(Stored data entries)
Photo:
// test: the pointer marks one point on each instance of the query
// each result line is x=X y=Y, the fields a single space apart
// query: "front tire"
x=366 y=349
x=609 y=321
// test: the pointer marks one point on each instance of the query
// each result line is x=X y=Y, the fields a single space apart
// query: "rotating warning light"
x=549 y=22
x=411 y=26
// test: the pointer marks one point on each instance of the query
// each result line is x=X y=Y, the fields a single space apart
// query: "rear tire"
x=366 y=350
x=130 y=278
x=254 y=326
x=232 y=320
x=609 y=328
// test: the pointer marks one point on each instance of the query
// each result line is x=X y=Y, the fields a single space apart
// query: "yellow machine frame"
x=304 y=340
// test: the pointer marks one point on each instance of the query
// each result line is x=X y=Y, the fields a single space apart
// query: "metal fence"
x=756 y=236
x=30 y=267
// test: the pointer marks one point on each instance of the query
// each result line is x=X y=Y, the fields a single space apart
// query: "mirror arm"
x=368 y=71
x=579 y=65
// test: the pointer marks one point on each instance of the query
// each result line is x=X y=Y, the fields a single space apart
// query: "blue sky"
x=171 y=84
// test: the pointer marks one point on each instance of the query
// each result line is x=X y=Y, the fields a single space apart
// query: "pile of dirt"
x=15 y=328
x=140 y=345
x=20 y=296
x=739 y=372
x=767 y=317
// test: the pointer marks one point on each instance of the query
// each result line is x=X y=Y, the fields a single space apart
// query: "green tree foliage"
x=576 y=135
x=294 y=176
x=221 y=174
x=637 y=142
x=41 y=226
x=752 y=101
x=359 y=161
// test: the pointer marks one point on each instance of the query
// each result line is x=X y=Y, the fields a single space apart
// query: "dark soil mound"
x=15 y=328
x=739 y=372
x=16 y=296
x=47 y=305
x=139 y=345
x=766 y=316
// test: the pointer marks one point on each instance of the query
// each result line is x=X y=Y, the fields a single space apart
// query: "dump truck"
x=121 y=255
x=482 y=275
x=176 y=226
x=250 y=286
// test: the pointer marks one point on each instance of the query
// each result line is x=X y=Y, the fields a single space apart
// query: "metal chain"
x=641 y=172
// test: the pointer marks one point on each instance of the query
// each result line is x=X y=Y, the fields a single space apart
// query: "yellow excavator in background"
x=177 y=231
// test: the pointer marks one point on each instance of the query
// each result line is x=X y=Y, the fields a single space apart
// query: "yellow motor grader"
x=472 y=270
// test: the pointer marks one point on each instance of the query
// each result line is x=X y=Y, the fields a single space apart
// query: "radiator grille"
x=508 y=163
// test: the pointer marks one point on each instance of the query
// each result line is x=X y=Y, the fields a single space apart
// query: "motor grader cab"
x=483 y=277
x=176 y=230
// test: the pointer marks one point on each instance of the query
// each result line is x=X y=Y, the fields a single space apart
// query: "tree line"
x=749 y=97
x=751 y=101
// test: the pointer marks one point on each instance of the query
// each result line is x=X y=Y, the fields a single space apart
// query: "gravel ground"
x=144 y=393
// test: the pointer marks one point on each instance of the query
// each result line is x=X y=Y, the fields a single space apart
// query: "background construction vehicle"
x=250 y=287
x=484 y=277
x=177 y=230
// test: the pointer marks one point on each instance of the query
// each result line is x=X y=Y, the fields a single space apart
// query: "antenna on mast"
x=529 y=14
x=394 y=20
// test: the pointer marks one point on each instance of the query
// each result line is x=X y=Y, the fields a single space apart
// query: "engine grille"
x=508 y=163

**Work instruction:**
For this exercise, write out all of the data exactly.

**Answer to the exercise:**
Photo:
// test: the pointer marks one point on each instance of the query
// each result line is x=X y=Y, the fields a single space apart
// query: "front tire"
x=366 y=349
x=609 y=321
// test: the pointer marks one point on each instance of the query
// each result line is x=X y=Y, the fields a single space apart
// query: "rotating warning light"
x=549 y=22
x=411 y=26
// test: the pointer marks one point on each instance of the query
// each result line is x=X y=Y, the fields a single space apart
// query: "rear tire"
x=366 y=350
x=130 y=278
x=254 y=326
x=232 y=320
x=609 y=328
// test: the pointer marks one point on each instance of the query
// each result line is x=X y=Y, the fields a single space apart
// query: "yellow machine frame"
x=304 y=340
// test: the pointer marks one point on each instance of the query
// each result line is x=X y=Y, the fields a single space apart
// query: "metal fence"
x=756 y=236
x=30 y=267
// test: the pointer marks one point on each instance of the query
// each result line is x=X y=Y, the fields a single space apart
// query: "mirror arm"
x=368 y=71
x=579 y=65
// test: the pointer marks one point on each instance of the query
// each result line is x=X y=Y, the fields a single space apart
// query: "blue sky"
x=171 y=84
// test: the pointer marks one point on each instance of the query
// each result line is x=X y=Y, the fields a single space apart
// query: "pile of dirt"
x=15 y=328
x=140 y=345
x=20 y=296
x=739 y=372
x=767 y=317
// test: the pointer marks one point on each instance of the query
// each result line is x=X y=Y, the fields a single space apart
// query: "green tree foliage"
x=576 y=135
x=294 y=176
x=221 y=174
x=637 y=142
x=41 y=226
x=752 y=101
x=359 y=161
// test: the pointer marks one point on each instance of the query
// each result line is x=X y=Y, the fields a single space apart
// query: "dark soil mound"
x=15 y=328
x=739 y=372
x=16 y=296
x=47 y=305
x=139 y=345
x=766 y=316
// test: the pointer marks one point on each instance of the query
// each result line is x=X y=Y, the fields a single space apart
// query: "dump truck"
x=121 y=255
x=482 y=275
x=176 y=226
x=250 y=286
// test: the pointer marks one point on each instance of the query
// each result line is x=X y=Y, the fields a single space apart
// query: "metal chain"
x=641 y=172
// test: the pointer marks one point on each instance of the query
// each result line is x=X y=Y, the fields a single space apart
// query: "yellow excavator in background"
x=177 y=231
// test: the pointer marks one point on each instance of the query
// each result line is x=X y=Y, the fields a single space apart
// query: "yellow motor grader"
x=472 y=270
// test: the pointer marks one point on each instance of the query
// each result line is x=X y=Y, the fields a single space apart
// query: "radiator grille"
x=508 y=163
// test: the pointer marks one point on each instance of the query
// each result line is x=X y=Y, the fields a single space apart
// query: "motor grader cab"
x=483 y=277
x=176 y=230
// test: the pointer marks one point on each instance of the query
// each result line is x=X y=Y, the fields a single space apart
// query: "tree line"
x=749 y=97
x=751 y=101
// test: the pointer marks one point on each instance of the query
// each result line is x=X y=Y, the fields a single space apart
// query: "gravel ground"
x=144 y=393
// test: the pointer marks one point on each instance of the query
// each result line is x=X y=Y, the fields a single space apart
// query: "background construction vehicle"
x=250 y=287
x=484 y=277
x=177 y=230
// test: the pointer marks one point on each instance of the query
// each result line is x=X y=Y, the fields a single space apart
// query: "antenna on mast"
x=529 y=14
x=394 y=20
// test: the pointer marks one point on each instance of the query
// each result line is x=X y=Y, the fields a single space apart
// query: "engine grille"
x=508 y=163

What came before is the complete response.